Aim of the task: Omit the pictures, then write out every entry exactly as it reads.

Stored rows:
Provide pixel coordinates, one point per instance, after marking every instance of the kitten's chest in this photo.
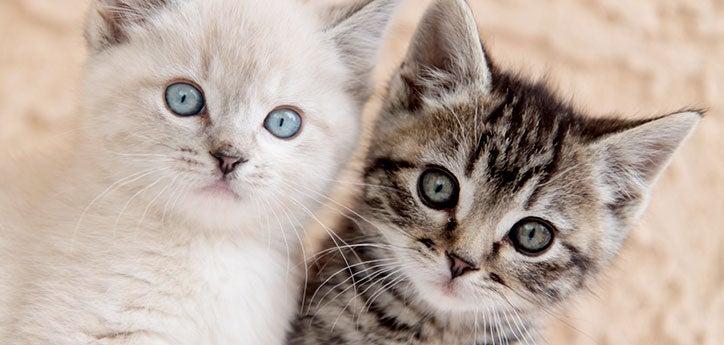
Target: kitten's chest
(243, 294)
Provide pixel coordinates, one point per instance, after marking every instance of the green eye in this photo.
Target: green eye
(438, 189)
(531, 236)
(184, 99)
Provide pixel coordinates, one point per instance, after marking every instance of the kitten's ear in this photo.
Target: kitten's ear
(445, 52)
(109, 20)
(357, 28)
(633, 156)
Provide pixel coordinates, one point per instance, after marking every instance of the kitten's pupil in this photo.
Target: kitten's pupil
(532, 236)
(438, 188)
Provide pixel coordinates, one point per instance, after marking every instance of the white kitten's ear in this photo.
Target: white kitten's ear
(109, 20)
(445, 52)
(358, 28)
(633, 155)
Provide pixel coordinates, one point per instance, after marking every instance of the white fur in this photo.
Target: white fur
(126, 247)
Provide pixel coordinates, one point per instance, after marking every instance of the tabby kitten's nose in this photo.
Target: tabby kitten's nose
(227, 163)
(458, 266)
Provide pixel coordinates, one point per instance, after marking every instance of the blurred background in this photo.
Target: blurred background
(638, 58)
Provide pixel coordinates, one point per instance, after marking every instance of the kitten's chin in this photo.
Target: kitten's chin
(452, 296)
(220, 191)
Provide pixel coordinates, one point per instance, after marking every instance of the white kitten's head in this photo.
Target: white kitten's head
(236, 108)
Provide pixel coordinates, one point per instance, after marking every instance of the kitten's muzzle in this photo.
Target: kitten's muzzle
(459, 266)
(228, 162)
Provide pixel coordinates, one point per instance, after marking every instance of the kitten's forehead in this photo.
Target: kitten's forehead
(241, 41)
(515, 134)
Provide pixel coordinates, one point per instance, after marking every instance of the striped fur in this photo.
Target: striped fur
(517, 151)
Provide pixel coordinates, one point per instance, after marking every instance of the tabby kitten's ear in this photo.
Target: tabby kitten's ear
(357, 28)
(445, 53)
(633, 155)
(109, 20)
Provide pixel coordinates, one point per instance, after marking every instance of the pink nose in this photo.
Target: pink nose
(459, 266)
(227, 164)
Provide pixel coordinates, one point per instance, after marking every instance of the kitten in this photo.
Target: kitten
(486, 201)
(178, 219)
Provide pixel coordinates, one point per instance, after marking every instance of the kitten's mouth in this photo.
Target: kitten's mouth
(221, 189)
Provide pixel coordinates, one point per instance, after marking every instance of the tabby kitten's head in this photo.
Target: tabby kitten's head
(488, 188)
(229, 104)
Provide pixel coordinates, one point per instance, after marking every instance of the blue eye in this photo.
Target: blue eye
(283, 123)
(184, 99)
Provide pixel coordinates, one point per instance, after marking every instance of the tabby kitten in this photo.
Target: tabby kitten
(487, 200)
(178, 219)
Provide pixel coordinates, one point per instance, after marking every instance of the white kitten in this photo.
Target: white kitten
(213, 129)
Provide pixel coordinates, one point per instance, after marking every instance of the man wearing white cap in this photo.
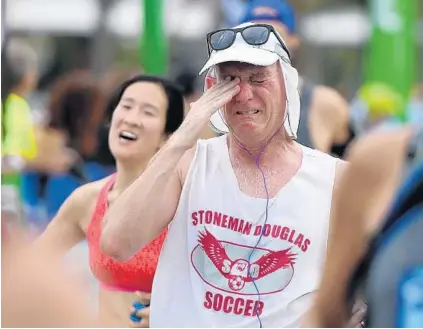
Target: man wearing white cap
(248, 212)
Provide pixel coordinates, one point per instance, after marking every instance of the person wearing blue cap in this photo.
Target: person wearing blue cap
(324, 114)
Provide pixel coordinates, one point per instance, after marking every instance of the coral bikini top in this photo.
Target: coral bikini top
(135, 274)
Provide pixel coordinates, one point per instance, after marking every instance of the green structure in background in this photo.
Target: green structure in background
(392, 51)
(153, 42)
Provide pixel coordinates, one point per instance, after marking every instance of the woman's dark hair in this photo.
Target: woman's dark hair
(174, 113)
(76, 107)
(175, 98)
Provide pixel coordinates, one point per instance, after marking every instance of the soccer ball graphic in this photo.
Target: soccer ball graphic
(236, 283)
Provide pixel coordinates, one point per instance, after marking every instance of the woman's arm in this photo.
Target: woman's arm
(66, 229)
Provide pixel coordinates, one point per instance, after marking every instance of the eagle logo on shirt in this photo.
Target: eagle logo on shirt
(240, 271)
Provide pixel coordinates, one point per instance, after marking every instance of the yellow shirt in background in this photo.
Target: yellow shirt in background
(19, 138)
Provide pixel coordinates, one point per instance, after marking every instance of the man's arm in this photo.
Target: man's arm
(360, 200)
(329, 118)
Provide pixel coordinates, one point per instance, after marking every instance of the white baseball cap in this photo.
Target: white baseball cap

Expected answer:
Provide pixel coordinates, one point per instance, after marking every instance of the kitten's chest in this photo.
Target: kitten's chest
(243, 294)
Provide pixel coordinates, one point per instance, after marking every instance of the green eye in this photo.
Target: green eye
(438, 189)
(531, 236)
(184, 99)
Provide pixel coordinates, one point per instance, after marking every instance of the kitten's ear in this photo.
Target: kitten's ear
(445, 52)
(109, 20)
(357, 28)
(633, 156)
Provide pixel coordinates, one point per instance, after marking every instance of the kitten's pupil in this photo.
Target: kitten's pupil
(532, 236)
(438, 188)
Provide pixel coordinates, one point per instance, after marking every instance of the white kitten's ear in this photo.
Target: white kitten's ear
(109, 20)
(445, 52)
(358, 28)
(633, 155)
Provide pixel coordinates, one point per instance, after marking every instance of the white fur in this photo.
Target: white fur
(126, 247)
Provide pixel coordinates, one point per instance, after marking every instance of the tabby kitten's nose in this photo.
Target: tabby kitten's nose
(227, 163)
(458, 266)
Provide pixel coordinates, one point per instance, after marking every instance of the blurred background in this photo.
Target: blurred background
(638, 58)
Provide pixel coordinates, one point per instance, after marking every instance of the kitten's chin in this photo.
Target: kitten's chin
(452, 296)
(220, 191)
Provide pixel coordinates, one point per instance, after marking every instance of the white kitten's head in this photo.
Target: white kitten's head
(236, 108)
Provide pixel coordinates, one point per instance, after marking every instance of the kitten's muzzle in this photo.
Target: kitten's muzzle
(459, 266)
(228, 162)
Provide pixel coordinates, one point per instance, after marking every instance of the kitten's forehead in this photo.
Target: kitten's forehead
(241, 41)
(515, 134)
Provide pixel coordinates, one point per instance, after marking every instance of the striped fur in this photo.
Target: striped fur
(517, 151)
Provide pixel coordinates, one point per instance, after marking every instance of the tabby kitten's ear in this photo.
Target: tabby kitten's ear
(357, 28)
(445, 53)
(633, 155)
(109, 20)
Provide pixel coordinates, one point per instance, after marking every instance of the pink nose in this photo.
Target: pink nose
(459, 266)
(227, 164)
Provide pixel coordinates, one point per instance, after marking every instance of the kitten in this photo.
Target: kitten
(486, 201)
(178, 219)
Provide pixel coordinates, one point per instance, after marking every instance of the kitten's mouth in this photo.
Target: kitten's mouth
(221, 189)
Provide pixel coordinates, one point per instance, after marking every instance of the tabby kitten's head in this photo.
Target: tabby kitten's head
(488, 188)
(229, 104)
Provide pixel coordinates, one point per instance, after marking every instance of the blue eye in this photo.
Target: blue eye
(283, 123)
(184, 99)
Provide pixel coordinates, one point per instance, after marking every instance of the tabby kitten in this photo.
Target: tabby kitten
(487, 200)
(178, 219)
Provide pixel coordinates, one point per instance, after marking every instance of the white kitten in this photo.
Target: white kitten
(213, 129)
Provide pixel coordinates, one point per instance, after marking every instance of the man wearing white cap in this photo.
Target: man wearing white cap
(248, 212)
Provide pixel coordinates, one point per instance, after marking every instance of the person wearing blue cap in this photo.
Target: person wearing blue cap
(324, 114)
Provide pixel coordinates, one point per instance, after marking every instance of the coral bikini top in this photo.
Target: coral bikini top
(135, 274)
Provide pixel coordinates, one point per instance, after marking every instance of the green structure in background in this photo.
Target: green structure in background
(392, 51)
(153, 42)
Provide pixel coordinates, one point per instance, after marking every instance of the woman's dark hair in this photo.
Target: woman's dark hair
(174, 113)
(76, 107)
(175, 98)
Provide pixel coordinates, one point per instance, after marking every instance of the soccer ball graphic in this photo.
Target: soccer ball graphic
(236, 283)
Provide pixel coordinates, one point per instance, after marking every instance of the woman's arm in this photo.
Target: woman's arm
(66, 229)
Provide pixel coordinates, one point per instance, after marking every instance of the eagle logo on shirt in this photo.
Target: eagle logo on shirt
(240, 271)
Provide pixel coordinates, one point per instance, after marking every instance of the yellow shirt in background in this photo.
Target: yellow shirt in background
(19, 138)
Provide pixel coordinates, one point per instance, after marking every instance of the man's arm in this photo.
Target: man's arm
(360, 200)
(329, 118)
Provide pixel coordinates, one point per instance, after marking every instance of the white baseball cap in this photo.
Target: white baseball cap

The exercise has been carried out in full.